* START *

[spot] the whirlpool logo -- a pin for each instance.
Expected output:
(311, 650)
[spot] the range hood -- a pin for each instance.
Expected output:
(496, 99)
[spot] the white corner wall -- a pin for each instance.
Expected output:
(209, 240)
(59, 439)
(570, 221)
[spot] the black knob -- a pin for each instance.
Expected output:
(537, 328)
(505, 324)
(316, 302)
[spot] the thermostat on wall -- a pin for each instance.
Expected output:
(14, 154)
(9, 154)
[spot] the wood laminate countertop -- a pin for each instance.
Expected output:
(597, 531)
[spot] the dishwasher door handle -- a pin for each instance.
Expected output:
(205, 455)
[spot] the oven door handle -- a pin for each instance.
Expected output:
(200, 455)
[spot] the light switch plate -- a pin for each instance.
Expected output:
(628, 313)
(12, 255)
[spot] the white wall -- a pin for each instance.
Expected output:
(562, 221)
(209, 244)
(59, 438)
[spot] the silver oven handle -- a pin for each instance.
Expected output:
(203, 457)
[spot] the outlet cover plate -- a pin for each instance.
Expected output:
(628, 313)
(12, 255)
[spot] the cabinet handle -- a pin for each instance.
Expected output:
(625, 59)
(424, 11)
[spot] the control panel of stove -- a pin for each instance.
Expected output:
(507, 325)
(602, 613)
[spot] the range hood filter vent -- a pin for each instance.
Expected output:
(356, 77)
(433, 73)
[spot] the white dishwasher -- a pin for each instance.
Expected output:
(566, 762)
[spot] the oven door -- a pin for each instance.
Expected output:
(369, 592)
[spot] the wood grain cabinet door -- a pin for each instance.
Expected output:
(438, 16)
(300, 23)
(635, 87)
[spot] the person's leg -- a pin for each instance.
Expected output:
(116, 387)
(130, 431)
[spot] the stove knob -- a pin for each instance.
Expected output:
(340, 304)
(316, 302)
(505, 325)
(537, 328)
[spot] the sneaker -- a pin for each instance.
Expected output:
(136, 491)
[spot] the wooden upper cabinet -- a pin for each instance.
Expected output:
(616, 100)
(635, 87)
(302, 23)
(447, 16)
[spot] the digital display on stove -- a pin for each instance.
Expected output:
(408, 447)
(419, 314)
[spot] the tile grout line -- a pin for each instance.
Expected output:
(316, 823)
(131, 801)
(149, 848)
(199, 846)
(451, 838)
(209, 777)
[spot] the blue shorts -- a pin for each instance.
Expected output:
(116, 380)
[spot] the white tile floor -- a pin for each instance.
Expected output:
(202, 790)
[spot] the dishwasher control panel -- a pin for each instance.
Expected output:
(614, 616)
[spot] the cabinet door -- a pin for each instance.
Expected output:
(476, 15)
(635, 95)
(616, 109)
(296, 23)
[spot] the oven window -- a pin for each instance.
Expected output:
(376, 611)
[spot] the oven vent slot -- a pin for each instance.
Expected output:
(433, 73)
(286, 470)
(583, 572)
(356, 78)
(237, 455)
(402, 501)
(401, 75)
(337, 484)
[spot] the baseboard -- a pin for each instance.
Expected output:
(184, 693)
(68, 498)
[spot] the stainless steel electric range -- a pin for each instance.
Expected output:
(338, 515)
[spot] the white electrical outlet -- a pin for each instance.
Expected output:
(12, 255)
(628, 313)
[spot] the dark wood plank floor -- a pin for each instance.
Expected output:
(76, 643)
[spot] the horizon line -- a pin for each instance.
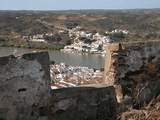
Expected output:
(77, 9)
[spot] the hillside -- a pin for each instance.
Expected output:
(142, 24)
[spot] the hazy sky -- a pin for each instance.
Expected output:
(76, 4)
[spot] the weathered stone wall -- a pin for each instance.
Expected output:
(24, 86)
(84, 103)
(136, 68)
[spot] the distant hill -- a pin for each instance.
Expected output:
(139, 22)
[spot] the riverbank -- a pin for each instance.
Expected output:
(74, 59)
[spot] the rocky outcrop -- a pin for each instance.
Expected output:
(25, 93)
(135, 67)
(24, 86)
(84, 103)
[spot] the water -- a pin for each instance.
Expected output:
(88, 60)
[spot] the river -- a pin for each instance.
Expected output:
(88, 60)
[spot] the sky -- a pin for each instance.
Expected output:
(76, 4)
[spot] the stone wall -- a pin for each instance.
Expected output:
(24, 86)
(136, 68)
(84, 103)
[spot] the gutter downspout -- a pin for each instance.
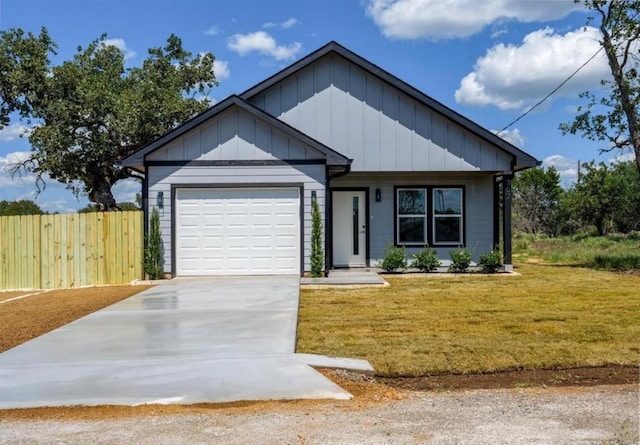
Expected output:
(328, 235)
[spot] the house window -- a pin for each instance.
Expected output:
(447, 216)
(412, 216)
(430, 215)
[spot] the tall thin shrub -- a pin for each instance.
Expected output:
(153, 258)
(317, 254)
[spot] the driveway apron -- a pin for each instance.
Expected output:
(187, 341)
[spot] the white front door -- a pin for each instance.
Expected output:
(349, 229)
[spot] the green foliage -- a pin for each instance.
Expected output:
(394, 258)
(460, 260)
(607, 197)
(122, 206)
(153, 254)
(613, 116)
(617, 262)
(22, 207)
(536, 199)
(317, 255)
(111, 109)
(426, 260)
(24, 62)
(490, 262)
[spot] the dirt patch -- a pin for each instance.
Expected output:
(368, 392)
(27, 318)
(614, 375)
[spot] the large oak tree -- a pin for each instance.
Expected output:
(614, 117)
(92, 111)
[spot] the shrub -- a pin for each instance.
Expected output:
(460, 260)
(393, 259)
(426, 260)
(490, 262)
(317, 255)
(153, 250)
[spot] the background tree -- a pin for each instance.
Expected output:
(24, 65)
(536, 197)
(22, 207)
(614, 118)
(607, 197)
(122, 206)
(92, 111)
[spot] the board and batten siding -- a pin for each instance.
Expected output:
(230, 136)
(478, 217)
(161, 178)
(375, 124)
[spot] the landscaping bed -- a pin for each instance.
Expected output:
(29, 317)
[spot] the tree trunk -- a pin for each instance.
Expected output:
(101, 195)
(617, 70)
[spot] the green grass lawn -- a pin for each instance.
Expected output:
(612, 252)
(549, 317)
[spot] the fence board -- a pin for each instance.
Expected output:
(52, 251)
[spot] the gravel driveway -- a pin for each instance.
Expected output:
(591, 415)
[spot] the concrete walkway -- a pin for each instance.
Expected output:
(187, 341)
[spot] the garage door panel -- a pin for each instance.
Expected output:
(238, 231)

* END *

**Work to do**
All the lines above are to be reproduced exactly, except the pictures.

**Full response**
[spot] the whirlpool logo -- a pin for each instance.
Expected output:
(311, 650)
[spot] the range hood -- a pin for each instance.
Expected output:
(496, 99)
[spot] the white corner wall -- a pin for each instance.
Expected output:
(209, 240)
(59, 439)
(570, 221)
[spot] the black knob -- a pin for each instance.
Expected output:
(537, 328)
(505, 324)
(316, 302)
[spot] the thermostat on wall -- a pin for each instance.
Expected output:
(14, 154)
(9, 154)
[spot] the wood laminate countertop -- a pin for each instance.
Expected output:
(597, 531)
[spot] the dishwasher door handle -- a pin for each instance.
Expected output:
(205, 455)
[spot] the oven door handle -- a pin for each instance.
Expected output:
(200, 455)
[spot] the light switch plate -- a pin for each instance.
Expected output:
(628, 313)
(12, 255)
[spot] the white wall -- a pin for each instance.
Expected output:
(562, 221)
(209, 244)
(59, 438)
[spot] the silver oven handle -- a pin for each instance.
Expected output:
(203, 457)
[spot] the outlet cover plate -- a pin for each instance.
Expected output:
(628, 313)
(12, 255)
[spot] the cabinet handle -- a pin for each instance.
Expected output:
(625, 59)
(424, 11)
[spot] the control panel of stove -- a pin for each instance.
Expected output:
(507, 325)
(602, 613)
[spot] the range hood filter vent -- a pin for each instance.
Expected output:
(356, 77)
(433, 73)
[spot] the white dishwasher -- a pin for each instance.
Expected output:
(566, 762)
[spot] the oven door -- a pin for each instance.
Expected output:
(369, 592)
[spot] the wood grain cabinet door -- a pin for each instance.
Expected output:
(438, 16)
(300, 23)
(635, 87)
[spot] the person's leg -- a pin for each instance.
Expected output:
(116, 387)
(130, 431)
[spot] the stove knob -- a pin for each instance.
Expected output:
(340, 304)
(316, 302)
(505, 325)
(537, 328)
[spot] the sneaker -- a pin for each instance.
Expected output:
(136, 491)
[spot] the wooden upper cabinet -- a pin for each instance.
Expected output:
(616, 100)
(635, 87)
(302, 23)
(447, 16)
[spot] the digital display on stove -- a pin for each instance.
Expected output:
(408, 447)
(419, 314)
[spot] the tile grout line -- a pin for each instance.
Expected output:
(316, 823)
(131, 801)
(149, 848)
(199, 846)
(451, 838)
(209, 777)
[spot] the blue shorts -- a pin for each instance.
Expected output:
(116, 380)
[spot] the white tile floor -- a pin for each instance.
Expected output:
(202, 790)
[spot] the dishwasher control panel -- a pin for each instance.
Expected output:
(614, 616)
[spot] the cabinet door -- a pin for each instance.
Expected output:
(476, 15)
(635, 95)
(616, 109)
(296, 23)
[spot] the oven window -- a pin for each instance.
Expected output:
(376, 611)
[spot] the oven vent slot -- a pin for each instance.
Expected output:
(433, 73)
(286, 470)
(583, 572)
(356, 78)
(237, 455)
(402, 501)
(401, 75)
(337, 484)
[spot] the baseboard -- a pin for each instance.
Expected output:
(184, 693)
(68, 498)
[spot] the stainless steel electric range -- a pin for each instance.
Expected output:
(338, 515)
[spot] the white electrical outlet -- a pin for each instance.
Expected output:
(12, 255)
(628, 313)
[spot] the dark wood plank floor -- a pin for each instance.
Expected output:
(76, 643)
[spot] the horizon line -- a pin for each instance.
Expected output:
(77, 9)
[spot] the hillside -- a pin for each instance.
Expected output:
(142, 24)
[spot] the hazy sky -- a pin for each instance.
Expected output:
(76, 4)
[spot] the weathered stone wall -- a pin for each instance.
Expected output:
(24, 86)
(84, 103)
(136, 68)
[spot] the distant hill -- a pin for each instance.
Expected output:
(139, 22)
[spot] the riverbank -- a pin for each instance.
Expected output:
(74, 59)
[spot] the rocky outcrop -- a pin for each instance.
Expected output:
(25, 93)
(135, 67)
(24, 86)
(84, 103)
[spot] the water -- a pin for each instance.
Expected output:
(88, 60)
[spot] the river -- a pin for each instance.
Expected output:
(88, 60)
[spot] the sky -- a pin for each instance.
Expected output:
(76, 4)
[spot] the stone wall -- a pin for each instance.
Expected output:
(24, 86)
(136, 68)
(84, 103)
[spot] the gutter downspout -- a pin for each instance.
Expected output:
(328, 235)
[spot] the house window -- a pin for each instance.
Expected output:
(447, 216)
(412, 216)
(430, 215)
[spot] the tall thin shrub -- a pin for each instance.
Expected output:
(153, 258)
(317, 254)
[spot] the driveway apron -- a pin for each instance.
Expected output:
(187, 341)
[spot] the white front door -- a pin for each instance.
Expected output:
(349, 229)
[spot] the green foliage -- a pin for each instance.
Expected output:
(394, 258)
(460, 260)
(607, 197)
(122, 206)
(153, 254)
(613, 116)
(617, 262)
(22, 207)
(536, 199)
(317, 255)
(111, 109)
(426, 260)
(24, 62)
(490, 262)
[spot] the dirt patch -- a pin for each instance.
Expected output:
(368, 392)
(27, 318)
(614, 375)
[spot] the large oak tree -- a pin for each instance.
Expected output:
(614, 117)
(92, 111)
[spot] the shrub -- a pin for each instance.
Expected output:
(460, 260)
(393, 259)
(426, 260)
(490, 262)
(317, 255)
(153, 250)
[spot] the background tree -- a pin for each instance.
Expected output:
(24, 65)
(536, 197)
(22, 207)
(614, 118)
(607, 197)
(122, 206)
(92, 111)
[spot] the board and batten siding -- a pin for each instance.
Expected output:
(230, 136)
(478, 217)
(161, 178)
(375, 124)
[spot] the landscaping bed -- a pin for each instance.
Expected output:
(29, 317)
[spot] the tree trunk -- a pin for each instance.
Expected output:
(101, 195)
(617, 70)
[spot] the green grass lawn -- a pin for each instance.
Expected output:
(612, 252)
(549, 317)
[spot] the fence board -- a pin for each instance.
Expected output:
(52, 251)
[spot] the gravel driveway -- a pin for each instance.
Expected output:
(591, 415)
[spot] the concrete walkway -- a pin for each instance.
Expected output:
(187, 341)
[spot] the garage door panel -- a pin for each instance.
Expected output:
(238, 231)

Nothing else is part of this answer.